ARTIKEL >>
______
[PORTAL-ISLAM.ID] Kebijakan Sri Sultan Hamengku Buwono X untuk tidak mengizinkan warga non pribumi memiliki tanah di Yogyakarta terus menuai reaksi keras.
Reaksi itu umumnya datang dari mereka yang memaknai kata "non pribumi" secara sempit. Mereka juga biasanya bukan warga asli Yogyakarta yang memahami keputusan Sri Suktan sebagai bentuk kearifan lokal untuk menjaga dan menjamin kesejahteraan warga asli Yogyakarta.
Keputusan Sri Sultan, tentu bersasar pada pengalaman panjang beliau ketika menghadapi warga dengan berbagai karakter khas mereka.
Keputusan Sri Sultan yang dulu dianggap sebagai hak prerogatif Raja, kini dipersoalkan sebagai bentuk intoleransi. Maka mulailah berbagai isu dilancarkan untuk menghajar Sri Sultan. Tak berhenti sampai di situ, serangan dalam bentuk fisik dan teror sosial pun terus dilancarkan untuk menggoyang kokohnya prinsip Raja Yogya ini.
Namun sayang, berbagai serangan itu tak mampu menghancurkan kepercayaan publik Yogyakarta kepada raja mereka. Isu, serangan, dan upaya adu domba hilang begitu saja. Tak berhenti sampai di situ, upaya hukum pun dilakukan untuk menggugat Sri Sultan.
Kali ini, seorang warga bernama Handoko berupaya menggugat dengan dalih keputusan Sultan mengandung unsur diskriminasi.
Keputusan Sri Sultan Hamengku Buwono X yang didasarkan pada keputusan ayahandanya, Sri Sultan Hamengku Buwono IX dan dituangkan secara formal dalam Surat Instruksi Wakil Gubernur DIY Nomor 898/I/A/1975 tentang Larangan Kepemilikan Hak atas Tanah bagi Warga Nonpribumi di DIY digugat oleh Handoko pada 7 September 2017.
Gugatan Handoko ternyata ditolak mentah-mentah oleh Majelis Hakim Pengadilan Negeri Yogyakarta.
Putusan ini dibacakan majelis hakim yang diketuai Cokro Hendro Mukti dengan hakim anggota Nuryanto dan Sri Harsiwi dalam sidang di Pengadilan Negeri (PN) Yogyakarta pada Selasa, 20 Februari 2018.
Dalam persidangan, seluruh permohonan penggugat ditolak karena kebijakan yang dituangkan dalam Instruksi Wakil Gubernur DIY Nomor K.898/I/A/1975 tanggal 5 Maret 1975.
Menurut pendapat majelis hakim, berdasarkan fakta yang diperoleh di persidangan, kebijakan tidak bertentangan dengan asas-asas umum pemerintahan yang baik karena bertujuan melindungi kepentingan umum, yakni masyarakat ekonomi lemah.
Hal ini terkait pula dengan Keistimewaan DIY yang secara tegas memberikan kewenangan istimewa di bidang pertanahan serta menjaga kebudayaan khususnya keberadaan Kasultanan Ngayogyakarta dan juga menjaga keseimbangan pembangunan dalam rangka pengembangan perencanaan pembangunan di masa yang akan datang.
______
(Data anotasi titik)
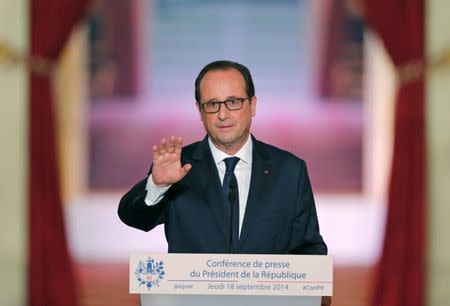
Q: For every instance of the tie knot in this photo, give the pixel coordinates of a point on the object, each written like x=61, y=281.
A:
x=231, y=163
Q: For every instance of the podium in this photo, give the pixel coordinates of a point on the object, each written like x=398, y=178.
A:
x=231, y=279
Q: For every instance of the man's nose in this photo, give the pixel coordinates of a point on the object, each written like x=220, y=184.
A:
x=223, y=112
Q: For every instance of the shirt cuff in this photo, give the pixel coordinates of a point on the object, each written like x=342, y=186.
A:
x=154, y=193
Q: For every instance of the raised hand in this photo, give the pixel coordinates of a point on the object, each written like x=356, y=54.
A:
x=167, y=167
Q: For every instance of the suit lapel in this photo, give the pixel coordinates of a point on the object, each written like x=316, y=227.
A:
x=259, y=181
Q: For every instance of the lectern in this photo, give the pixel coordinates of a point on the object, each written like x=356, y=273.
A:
x=231, y=279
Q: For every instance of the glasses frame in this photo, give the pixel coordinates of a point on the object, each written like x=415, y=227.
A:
x=242, y=100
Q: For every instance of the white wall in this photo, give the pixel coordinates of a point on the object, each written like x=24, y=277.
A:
x=13, y=161
x=438, y=128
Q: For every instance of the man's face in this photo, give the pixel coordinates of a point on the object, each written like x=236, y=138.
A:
x=227, y=129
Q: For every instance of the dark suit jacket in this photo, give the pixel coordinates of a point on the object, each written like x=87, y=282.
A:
x=280, y=216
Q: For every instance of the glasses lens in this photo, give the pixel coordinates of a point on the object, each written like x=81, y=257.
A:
x=234, y=104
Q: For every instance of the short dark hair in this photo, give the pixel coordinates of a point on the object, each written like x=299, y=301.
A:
x=225, y=65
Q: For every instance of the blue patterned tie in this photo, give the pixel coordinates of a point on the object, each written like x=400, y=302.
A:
x=231, y=192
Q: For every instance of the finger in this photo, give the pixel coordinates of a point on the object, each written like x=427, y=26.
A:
x=155, y=152
x=179, y=145
x=171, y=145
x=163, y=149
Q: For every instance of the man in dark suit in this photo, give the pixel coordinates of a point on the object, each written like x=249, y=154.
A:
x=228, y=192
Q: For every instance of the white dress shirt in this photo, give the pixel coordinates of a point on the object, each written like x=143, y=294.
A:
x=242, y=171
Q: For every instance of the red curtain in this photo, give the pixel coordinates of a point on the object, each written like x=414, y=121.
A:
x=401, y=271
x=50, y=278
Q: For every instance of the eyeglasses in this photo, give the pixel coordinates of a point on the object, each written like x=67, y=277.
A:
x=232, y=104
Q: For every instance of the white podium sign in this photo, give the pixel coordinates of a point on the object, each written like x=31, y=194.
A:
x=231, y=274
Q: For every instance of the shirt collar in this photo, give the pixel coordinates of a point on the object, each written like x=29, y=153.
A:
x=244, y=154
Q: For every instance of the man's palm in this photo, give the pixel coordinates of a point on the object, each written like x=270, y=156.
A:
x=167, y=168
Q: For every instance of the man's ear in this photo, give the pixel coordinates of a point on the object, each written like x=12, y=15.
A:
x=199, y=111
x=253, y=105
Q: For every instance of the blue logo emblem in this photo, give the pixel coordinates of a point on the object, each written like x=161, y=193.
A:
x=149, y=272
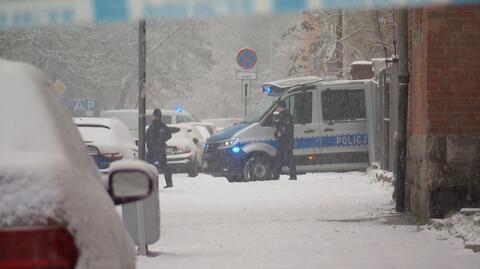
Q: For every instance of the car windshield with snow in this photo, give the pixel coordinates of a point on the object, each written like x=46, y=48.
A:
x=264, y=134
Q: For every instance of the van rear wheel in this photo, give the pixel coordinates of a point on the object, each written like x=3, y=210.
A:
x=232, y=179
x=257, y=168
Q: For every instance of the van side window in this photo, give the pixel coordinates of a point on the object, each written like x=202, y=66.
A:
x=167, y=119
x=343, y=105
x=183, y=119
x=300, y=106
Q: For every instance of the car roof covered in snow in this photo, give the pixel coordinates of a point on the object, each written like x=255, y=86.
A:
x=290, y=82
x=46, y=175
x=109, y=122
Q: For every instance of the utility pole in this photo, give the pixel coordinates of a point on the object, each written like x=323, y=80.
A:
x=142, y=79
x=339, y=49
x=403, y=80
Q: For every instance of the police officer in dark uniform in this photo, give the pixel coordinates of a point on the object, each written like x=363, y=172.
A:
x=284, y=134
x=156, y=137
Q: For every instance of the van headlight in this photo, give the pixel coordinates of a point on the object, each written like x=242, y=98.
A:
x=227, y=143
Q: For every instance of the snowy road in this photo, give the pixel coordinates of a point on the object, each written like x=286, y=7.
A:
x=309, y=223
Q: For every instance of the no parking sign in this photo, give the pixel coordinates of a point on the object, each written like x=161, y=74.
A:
x=247, y=58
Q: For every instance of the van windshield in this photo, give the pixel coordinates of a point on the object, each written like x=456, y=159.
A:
x=262, y=107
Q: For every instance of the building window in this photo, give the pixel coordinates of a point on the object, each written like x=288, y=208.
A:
x=300, y=106
x=343, y=105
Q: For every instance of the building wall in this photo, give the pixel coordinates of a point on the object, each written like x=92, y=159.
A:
x=443, y=159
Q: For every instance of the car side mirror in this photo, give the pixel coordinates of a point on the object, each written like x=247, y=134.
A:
x=130, y=181
x=174, y=129
x=268, y=121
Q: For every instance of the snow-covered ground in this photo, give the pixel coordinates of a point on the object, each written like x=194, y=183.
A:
x=325, y=220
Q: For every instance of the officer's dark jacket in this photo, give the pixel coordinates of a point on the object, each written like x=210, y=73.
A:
x=285, y=127
x=157, y=135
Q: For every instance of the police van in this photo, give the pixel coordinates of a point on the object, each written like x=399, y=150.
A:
x=331, y=131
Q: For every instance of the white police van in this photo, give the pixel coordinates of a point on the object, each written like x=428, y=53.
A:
x=331, y=131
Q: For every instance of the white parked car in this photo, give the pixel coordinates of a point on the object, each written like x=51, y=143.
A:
x=185, y=148
x=130, y=118
x=110, y=136
x=223, y=123
x=55, y=211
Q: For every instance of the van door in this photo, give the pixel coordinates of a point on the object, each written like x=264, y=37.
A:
x=300, y=105
x=343, y=127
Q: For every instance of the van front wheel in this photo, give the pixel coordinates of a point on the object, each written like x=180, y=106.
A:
x=257, y=168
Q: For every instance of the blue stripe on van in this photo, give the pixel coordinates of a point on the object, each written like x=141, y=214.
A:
x=348, y=140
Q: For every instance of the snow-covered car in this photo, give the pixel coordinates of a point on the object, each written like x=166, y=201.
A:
x=130, y=118
x=110, y=136
x=221, y=124
x=55, y=211
x=184, y=149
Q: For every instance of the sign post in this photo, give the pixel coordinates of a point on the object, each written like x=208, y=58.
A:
x=247, y=59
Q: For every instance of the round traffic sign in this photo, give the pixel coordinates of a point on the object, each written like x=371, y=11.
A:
x=246, y=58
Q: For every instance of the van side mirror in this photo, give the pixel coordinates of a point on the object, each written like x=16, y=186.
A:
x=268, y=121
x=130, y=181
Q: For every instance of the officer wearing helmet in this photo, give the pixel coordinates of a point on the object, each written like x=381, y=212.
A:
x=156, y=138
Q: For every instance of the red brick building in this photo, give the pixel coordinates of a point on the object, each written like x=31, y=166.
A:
x=443, y=156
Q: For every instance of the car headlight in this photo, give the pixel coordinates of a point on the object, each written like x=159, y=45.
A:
x=227, y=143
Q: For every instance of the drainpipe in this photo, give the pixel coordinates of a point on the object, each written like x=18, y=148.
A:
x=403, y=80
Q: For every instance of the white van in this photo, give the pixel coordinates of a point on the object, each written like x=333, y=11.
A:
x=331, y=132
x=130, y=118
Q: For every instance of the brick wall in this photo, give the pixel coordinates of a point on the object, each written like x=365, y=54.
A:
x=446, y=70
x=443, y=158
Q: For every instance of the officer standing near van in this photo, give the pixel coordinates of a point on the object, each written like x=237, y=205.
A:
x=156, y=137
x=285, y=135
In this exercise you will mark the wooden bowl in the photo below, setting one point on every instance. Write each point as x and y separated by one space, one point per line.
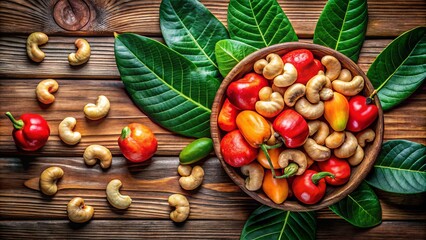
333 194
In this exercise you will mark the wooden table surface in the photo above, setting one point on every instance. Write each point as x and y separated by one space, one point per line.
219 208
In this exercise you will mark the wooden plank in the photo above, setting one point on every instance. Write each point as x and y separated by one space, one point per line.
149 184
142 16
101 65
154 229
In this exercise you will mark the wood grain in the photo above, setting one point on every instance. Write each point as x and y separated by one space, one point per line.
389 18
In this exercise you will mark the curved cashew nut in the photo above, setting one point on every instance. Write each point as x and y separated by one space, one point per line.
271 67
78 212
314 86
348 148
45 89
293 93
181 204
366 135
114 197
332 65
192 181
83 53
350 88
48 179
33 41
98 111
357 158
288 77
296 156
345 75
65 131
95 152
320 129
309 110
270 103
335 139
315 151
254 172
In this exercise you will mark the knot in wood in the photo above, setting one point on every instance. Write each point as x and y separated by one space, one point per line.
72 15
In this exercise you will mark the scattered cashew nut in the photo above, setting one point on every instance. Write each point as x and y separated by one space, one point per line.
83 53
320 129
254 172
288 77
348 148
335 139
114 197
366 135
48 179
350 88
309 110
332 65
45 89
193 180
181 204
95 152
270 103
293 155
357 157
98 110
293 93
314 86
33 41
78 212
316 151
65 131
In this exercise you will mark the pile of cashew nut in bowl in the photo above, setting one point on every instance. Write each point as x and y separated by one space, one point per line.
248 154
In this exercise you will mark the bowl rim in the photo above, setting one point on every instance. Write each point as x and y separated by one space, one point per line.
337 193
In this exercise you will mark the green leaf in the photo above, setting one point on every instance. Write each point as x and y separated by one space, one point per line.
400 68
360 208
400 168
229 53
269 223
259 23
189 28
165 85
342 26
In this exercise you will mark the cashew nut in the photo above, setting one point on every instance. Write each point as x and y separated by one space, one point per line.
98 111
335 139
348 148
33 41
345 75
357 158
83 53
48 179
78 212
45 89
314 86
254 172
366 135
293 155
316 151
192 181
288 77
270 103
309 110
95 152
332 65
65 131
181 204
320 129
293 93
351 88
114 197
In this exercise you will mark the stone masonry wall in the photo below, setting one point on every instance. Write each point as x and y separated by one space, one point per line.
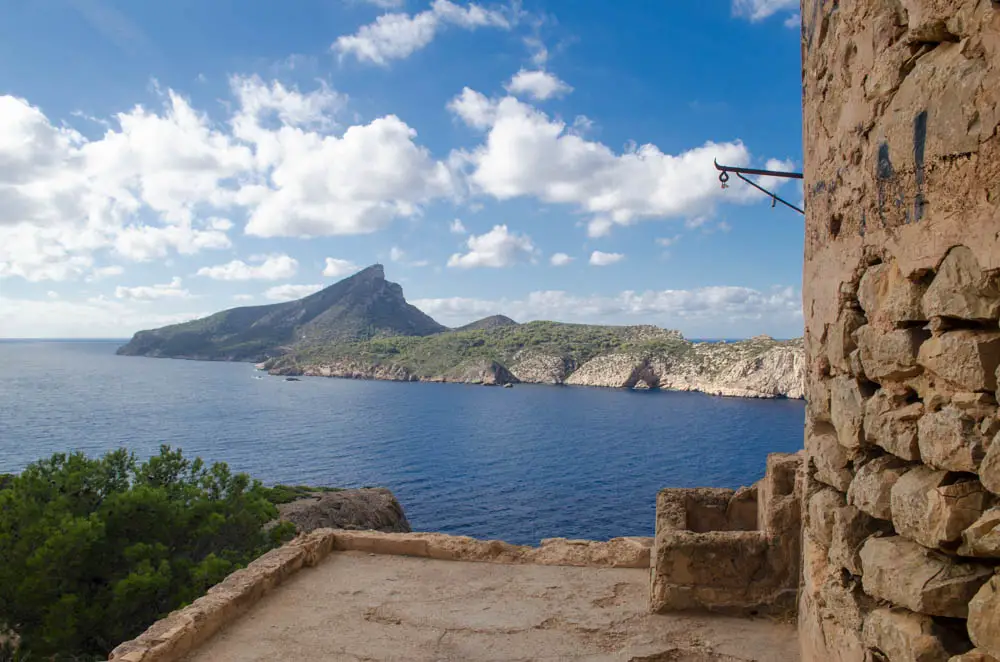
901 296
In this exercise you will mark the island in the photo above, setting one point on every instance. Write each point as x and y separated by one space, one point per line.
363 328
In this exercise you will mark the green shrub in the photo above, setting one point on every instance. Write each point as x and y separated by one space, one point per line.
95 550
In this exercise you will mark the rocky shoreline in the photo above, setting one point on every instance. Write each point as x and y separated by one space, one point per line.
740 369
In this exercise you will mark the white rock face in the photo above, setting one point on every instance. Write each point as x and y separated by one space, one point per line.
756 368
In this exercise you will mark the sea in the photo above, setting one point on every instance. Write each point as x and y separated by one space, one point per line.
517 464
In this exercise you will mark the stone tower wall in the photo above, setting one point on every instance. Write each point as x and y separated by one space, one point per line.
901 296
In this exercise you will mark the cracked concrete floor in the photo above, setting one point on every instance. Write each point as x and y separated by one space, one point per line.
357 606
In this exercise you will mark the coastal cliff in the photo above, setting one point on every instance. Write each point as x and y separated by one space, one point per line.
760 367
363 328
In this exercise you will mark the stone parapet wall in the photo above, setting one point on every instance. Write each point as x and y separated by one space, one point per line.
173 637
733 551
901 297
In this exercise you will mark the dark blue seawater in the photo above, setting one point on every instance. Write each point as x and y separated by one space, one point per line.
517 464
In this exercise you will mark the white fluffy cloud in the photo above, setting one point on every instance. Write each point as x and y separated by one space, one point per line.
335 268
171 290
270 267
540 85
527 153
757 10
398 35
723 306
290 292
602 259
159 181
497 248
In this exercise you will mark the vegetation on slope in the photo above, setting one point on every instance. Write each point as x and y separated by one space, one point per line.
95 550
434 355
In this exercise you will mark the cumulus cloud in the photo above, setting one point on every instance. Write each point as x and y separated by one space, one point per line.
290 292
539 85
527 153
722 307
757 10
602 259
397 35
159 181
270 267
335 268
171 290
497 248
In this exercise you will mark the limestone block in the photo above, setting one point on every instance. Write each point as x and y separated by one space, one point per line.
828 457
888 298
892 355
929 507
847 400
904 636
871 488
982 538
892 424
961 289
822 506
851 528
840 339
950 439
975 655
965 358
989 468
818 400
924 581
984 618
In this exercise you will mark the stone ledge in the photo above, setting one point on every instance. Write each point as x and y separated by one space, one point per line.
174 636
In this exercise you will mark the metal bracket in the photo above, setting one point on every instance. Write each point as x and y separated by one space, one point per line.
739 172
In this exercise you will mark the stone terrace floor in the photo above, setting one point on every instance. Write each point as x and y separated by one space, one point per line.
359 606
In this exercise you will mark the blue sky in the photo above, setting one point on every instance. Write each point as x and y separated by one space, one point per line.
546 160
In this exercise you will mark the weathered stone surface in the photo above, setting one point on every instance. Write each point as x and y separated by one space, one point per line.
840 339
966 359
950 439
890 355
961 289
989 468
984 618
924 581
831 610
818 400
929 507
871 489
369 508
822 507
982 538
888 298
903 636
975 655
847 401
828 457
851 528
891 423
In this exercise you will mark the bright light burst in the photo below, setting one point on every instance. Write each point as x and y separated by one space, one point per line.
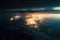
32 19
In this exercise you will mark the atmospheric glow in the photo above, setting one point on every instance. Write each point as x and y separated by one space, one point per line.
15 17
32 20
56 8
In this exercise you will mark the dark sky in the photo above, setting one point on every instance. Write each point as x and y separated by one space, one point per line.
27 3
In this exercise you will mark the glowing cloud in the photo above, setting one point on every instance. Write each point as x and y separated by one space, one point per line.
56 8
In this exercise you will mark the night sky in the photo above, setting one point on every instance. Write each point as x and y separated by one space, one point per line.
18 30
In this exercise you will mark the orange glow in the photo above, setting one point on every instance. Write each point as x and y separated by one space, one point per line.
15 17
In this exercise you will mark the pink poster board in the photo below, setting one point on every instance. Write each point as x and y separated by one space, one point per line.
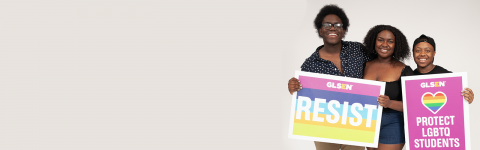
435 113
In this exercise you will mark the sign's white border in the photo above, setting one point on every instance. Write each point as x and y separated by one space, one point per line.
339 78
433 76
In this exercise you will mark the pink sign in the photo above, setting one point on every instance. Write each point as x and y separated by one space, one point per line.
436 115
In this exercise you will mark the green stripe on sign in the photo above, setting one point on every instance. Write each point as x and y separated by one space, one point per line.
434 104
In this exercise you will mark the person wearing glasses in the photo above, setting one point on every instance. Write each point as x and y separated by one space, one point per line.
389 47
423 53
335 57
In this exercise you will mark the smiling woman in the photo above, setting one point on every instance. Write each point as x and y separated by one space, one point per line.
389 47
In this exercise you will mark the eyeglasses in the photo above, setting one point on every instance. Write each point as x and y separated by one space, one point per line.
338 26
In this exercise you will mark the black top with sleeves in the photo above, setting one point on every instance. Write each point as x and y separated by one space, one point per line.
435 70
394 89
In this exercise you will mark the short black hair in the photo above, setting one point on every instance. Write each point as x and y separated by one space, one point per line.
401 49
424 38
331 10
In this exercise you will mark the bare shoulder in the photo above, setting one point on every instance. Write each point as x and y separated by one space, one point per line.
399 65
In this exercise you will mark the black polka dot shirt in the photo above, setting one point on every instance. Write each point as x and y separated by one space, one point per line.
352 57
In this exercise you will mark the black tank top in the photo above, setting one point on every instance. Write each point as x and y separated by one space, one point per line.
394 89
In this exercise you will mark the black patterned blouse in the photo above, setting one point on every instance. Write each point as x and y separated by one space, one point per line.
352 57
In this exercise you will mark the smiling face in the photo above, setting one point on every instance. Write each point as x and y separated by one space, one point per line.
385 44
423 54
332 36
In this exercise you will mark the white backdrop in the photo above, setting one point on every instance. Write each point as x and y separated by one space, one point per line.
209 74
432 18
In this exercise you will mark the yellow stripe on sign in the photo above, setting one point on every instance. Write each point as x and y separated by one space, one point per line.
434 101
333 133
362 126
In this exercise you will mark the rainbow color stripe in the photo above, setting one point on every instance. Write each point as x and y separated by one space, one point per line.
434 103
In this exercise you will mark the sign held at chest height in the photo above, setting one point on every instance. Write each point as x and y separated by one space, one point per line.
336 109
435 113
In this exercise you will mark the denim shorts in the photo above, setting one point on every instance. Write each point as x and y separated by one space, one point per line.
391 128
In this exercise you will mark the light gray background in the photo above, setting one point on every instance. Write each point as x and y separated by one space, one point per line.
184 74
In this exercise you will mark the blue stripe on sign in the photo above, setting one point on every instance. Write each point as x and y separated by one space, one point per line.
______
Jelaskan alasan majelis hakim, menurut artikel tentang kebijakan pertanahan Sri Sultan, menilai kebijakan tersebut tidak bertentangan dengan asas-asas umum pemerintahan yang baik.

Berdasarkan fakta yang diperoleh di persidangan, majelis hakim menilai kebijakan itu tidak bertentangan dengan asas-asas umum pemerintahan yang baik karena bertujuan melindungi kepentingan umum, yakni masyarakat ekonomi lemah.